Task item:
Each line from the one that has "black hood, the" through the end of the entries below must be written out exactly; leave out all other lines.

Records from a data collection
[Start of Attachment]

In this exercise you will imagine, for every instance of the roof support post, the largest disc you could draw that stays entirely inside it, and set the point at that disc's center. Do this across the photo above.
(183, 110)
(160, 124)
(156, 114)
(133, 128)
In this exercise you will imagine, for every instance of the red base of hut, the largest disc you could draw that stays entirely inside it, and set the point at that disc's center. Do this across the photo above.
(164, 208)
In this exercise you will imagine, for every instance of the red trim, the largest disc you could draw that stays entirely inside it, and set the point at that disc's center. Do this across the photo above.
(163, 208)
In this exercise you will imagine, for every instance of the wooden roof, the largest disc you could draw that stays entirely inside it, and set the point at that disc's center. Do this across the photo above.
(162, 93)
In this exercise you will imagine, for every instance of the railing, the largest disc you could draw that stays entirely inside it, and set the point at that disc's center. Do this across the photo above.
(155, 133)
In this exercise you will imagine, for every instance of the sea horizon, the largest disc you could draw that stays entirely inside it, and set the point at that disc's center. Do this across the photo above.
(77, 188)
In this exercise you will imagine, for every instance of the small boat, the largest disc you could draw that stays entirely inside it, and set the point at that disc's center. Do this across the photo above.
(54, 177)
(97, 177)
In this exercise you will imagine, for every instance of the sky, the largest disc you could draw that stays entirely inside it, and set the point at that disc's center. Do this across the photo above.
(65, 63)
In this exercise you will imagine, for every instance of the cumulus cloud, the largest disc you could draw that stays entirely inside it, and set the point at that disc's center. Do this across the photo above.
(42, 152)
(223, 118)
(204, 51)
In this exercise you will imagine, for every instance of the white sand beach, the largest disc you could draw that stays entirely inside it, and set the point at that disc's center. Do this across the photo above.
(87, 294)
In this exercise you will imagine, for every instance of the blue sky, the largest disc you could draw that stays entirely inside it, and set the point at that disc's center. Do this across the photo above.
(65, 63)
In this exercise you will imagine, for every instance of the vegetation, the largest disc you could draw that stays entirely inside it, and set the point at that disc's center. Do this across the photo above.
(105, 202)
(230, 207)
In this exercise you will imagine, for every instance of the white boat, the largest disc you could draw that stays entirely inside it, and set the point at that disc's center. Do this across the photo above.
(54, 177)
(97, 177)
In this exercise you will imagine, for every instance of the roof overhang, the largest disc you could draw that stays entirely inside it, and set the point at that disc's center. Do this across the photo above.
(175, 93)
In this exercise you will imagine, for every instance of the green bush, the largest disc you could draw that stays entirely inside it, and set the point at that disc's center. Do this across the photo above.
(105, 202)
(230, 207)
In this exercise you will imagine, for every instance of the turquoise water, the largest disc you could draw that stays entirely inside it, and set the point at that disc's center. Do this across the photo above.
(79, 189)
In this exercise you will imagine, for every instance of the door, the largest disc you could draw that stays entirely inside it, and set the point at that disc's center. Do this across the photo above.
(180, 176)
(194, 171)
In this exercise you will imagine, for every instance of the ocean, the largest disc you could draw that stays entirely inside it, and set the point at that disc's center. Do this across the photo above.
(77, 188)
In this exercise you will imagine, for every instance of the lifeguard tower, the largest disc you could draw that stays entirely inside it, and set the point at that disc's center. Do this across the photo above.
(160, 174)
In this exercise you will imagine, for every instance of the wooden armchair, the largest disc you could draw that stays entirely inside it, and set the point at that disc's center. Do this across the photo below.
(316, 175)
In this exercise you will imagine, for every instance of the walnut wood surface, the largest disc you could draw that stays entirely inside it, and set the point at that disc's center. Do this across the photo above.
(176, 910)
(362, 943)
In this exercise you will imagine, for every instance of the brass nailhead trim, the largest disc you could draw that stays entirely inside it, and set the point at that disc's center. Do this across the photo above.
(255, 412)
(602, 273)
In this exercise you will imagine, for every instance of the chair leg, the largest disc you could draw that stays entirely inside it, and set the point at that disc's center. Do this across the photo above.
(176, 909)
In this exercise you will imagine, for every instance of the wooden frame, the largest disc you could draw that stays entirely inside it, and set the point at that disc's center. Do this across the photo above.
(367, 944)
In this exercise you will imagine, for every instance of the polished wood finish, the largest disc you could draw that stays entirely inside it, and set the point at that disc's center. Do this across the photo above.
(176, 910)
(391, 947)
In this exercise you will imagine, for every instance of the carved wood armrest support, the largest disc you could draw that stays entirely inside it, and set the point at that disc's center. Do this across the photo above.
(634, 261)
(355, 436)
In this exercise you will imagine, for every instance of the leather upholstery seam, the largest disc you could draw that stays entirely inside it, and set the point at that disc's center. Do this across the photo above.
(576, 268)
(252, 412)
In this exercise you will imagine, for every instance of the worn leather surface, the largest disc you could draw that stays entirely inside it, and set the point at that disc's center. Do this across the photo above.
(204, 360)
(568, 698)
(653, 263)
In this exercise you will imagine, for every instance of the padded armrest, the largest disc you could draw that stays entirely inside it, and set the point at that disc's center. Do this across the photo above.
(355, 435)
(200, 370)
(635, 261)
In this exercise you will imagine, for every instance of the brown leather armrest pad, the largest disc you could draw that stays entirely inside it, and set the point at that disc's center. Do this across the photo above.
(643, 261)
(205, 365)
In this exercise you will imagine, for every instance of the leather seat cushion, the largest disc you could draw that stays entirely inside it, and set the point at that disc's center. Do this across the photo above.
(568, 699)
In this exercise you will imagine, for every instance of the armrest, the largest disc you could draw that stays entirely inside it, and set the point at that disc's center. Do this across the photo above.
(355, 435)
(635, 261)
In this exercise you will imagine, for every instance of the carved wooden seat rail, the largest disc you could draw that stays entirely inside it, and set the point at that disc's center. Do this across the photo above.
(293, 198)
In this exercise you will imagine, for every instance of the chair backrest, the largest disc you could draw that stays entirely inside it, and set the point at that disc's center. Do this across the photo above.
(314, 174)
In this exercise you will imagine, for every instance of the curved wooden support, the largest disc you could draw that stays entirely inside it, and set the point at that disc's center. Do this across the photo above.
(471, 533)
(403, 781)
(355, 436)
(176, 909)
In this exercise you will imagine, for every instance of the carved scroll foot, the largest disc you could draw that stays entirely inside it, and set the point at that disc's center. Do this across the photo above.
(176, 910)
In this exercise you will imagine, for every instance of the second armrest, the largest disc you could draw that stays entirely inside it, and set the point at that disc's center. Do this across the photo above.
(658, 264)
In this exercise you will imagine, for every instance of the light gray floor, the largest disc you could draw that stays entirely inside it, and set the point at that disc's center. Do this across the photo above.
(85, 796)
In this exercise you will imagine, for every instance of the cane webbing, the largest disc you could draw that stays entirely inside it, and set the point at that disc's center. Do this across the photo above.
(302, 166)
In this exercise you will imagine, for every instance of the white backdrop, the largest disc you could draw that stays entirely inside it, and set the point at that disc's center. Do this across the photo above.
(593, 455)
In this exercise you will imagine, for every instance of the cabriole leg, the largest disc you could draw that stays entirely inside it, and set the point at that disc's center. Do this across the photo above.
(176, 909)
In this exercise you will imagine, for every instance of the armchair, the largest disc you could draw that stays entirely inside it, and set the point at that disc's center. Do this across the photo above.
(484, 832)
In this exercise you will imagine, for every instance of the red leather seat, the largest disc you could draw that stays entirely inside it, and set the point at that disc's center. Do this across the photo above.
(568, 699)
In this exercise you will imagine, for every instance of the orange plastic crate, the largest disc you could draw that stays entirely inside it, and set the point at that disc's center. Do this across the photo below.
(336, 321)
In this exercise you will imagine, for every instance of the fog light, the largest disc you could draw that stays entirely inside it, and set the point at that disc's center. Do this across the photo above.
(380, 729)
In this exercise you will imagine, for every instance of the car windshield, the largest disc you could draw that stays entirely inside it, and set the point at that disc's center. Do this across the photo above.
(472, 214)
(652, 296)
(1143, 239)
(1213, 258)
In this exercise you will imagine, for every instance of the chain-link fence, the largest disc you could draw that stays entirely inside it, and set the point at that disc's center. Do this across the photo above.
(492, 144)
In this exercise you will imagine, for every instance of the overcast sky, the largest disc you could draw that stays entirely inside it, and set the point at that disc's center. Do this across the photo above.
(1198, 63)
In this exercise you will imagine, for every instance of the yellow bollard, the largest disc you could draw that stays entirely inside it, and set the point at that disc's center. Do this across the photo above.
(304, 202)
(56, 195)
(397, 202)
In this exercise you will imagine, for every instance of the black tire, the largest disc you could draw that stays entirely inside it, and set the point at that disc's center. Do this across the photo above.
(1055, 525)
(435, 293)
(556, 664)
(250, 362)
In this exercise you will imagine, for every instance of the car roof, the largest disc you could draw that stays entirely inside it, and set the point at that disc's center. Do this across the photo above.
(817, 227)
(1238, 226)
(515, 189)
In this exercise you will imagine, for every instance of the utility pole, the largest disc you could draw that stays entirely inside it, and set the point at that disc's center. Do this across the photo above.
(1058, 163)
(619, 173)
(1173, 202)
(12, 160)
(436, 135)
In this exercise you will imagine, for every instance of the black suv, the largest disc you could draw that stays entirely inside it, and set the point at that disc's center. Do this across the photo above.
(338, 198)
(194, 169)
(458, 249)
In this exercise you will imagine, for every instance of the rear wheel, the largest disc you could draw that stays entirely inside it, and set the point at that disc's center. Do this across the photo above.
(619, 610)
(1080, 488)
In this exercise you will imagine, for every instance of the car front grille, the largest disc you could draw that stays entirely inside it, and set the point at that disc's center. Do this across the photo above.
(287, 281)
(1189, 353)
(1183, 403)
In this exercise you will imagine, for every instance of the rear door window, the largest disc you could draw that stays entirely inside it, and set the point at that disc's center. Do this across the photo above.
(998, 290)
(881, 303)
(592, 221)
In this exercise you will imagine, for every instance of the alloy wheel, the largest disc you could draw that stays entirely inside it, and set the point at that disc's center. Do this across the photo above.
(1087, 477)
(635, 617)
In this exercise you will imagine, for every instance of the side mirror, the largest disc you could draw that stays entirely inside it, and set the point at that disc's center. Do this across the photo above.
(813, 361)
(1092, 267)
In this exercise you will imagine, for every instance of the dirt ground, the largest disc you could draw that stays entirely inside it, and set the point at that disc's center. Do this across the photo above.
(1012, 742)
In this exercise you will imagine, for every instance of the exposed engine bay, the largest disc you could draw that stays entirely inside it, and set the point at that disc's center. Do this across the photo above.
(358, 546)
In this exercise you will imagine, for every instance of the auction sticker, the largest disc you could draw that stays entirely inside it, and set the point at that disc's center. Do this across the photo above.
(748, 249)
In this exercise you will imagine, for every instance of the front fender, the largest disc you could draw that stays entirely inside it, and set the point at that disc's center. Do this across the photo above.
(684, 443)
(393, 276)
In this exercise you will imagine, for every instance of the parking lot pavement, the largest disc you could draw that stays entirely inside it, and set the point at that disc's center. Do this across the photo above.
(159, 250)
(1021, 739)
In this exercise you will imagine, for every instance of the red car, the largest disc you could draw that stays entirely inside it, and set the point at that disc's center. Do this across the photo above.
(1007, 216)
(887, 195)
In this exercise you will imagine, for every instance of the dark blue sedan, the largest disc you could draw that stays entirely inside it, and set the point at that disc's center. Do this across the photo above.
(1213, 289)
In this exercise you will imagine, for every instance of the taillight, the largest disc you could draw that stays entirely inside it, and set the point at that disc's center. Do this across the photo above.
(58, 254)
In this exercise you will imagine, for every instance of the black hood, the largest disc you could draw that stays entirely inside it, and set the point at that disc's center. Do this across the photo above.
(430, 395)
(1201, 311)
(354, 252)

[End of Attachment]

The answer:
In this exercise you will imagine, for every instance of the black hood, the largest disc you could draw that stays entirely inside it, and set the point at that disc's center. Do this across the photo above.
(430, 395)
(1201, 311)
(354, 252)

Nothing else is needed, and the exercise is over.